Given data |
-- start --

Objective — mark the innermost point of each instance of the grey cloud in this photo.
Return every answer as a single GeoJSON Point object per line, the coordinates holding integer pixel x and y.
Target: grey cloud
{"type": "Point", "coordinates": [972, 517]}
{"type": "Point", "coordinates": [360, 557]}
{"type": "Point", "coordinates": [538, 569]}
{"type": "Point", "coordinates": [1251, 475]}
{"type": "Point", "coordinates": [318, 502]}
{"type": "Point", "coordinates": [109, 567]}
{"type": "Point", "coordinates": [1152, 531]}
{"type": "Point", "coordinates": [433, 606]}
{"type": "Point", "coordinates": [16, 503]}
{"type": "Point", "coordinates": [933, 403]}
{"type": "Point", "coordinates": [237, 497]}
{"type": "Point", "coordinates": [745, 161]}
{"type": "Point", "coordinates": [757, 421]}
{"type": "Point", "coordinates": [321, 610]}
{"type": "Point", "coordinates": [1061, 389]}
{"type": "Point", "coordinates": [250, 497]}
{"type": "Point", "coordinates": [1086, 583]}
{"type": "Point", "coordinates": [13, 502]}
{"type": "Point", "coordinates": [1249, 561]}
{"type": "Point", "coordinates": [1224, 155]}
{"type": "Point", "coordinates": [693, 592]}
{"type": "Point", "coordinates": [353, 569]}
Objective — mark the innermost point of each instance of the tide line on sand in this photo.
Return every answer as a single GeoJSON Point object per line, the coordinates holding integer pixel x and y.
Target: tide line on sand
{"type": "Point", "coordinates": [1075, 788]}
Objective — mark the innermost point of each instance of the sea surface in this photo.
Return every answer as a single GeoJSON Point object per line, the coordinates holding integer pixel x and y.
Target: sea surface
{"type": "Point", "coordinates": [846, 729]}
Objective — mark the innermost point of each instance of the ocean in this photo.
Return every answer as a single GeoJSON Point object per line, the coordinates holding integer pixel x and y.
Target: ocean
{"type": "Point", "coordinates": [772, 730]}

-- end --

What the task asks |
Output the material as a Markdown table with the columns Row and Text, numbering each line and leaving out blank lines. Begin at the line that contains "surface in this photo." and continue to the end of the material.

Answer to the exercise |
| Row | Text |
|---|---|
| 1 | Objective — mark the innermost point of each instance of the sea surface in this photo. |
| 2 | Return every answer as a single GeoJSON Point object per line, the coordinates holding integer pixel x and y. |
| 3 | Target: sea surface |
| 4 | {"type": "Point", "coordinates": [846, 729]} |
| 5 | Objective — mark the innermost point of each instance of the ocean in this photo. |
| 6 | Return every answer as a single GeoJSON Point object per line, the coordinates holding integer pixel x and y. |
| 7 | Target: ocean |
| 8 | {"type": "Point", "coordinates": [772, 730]} |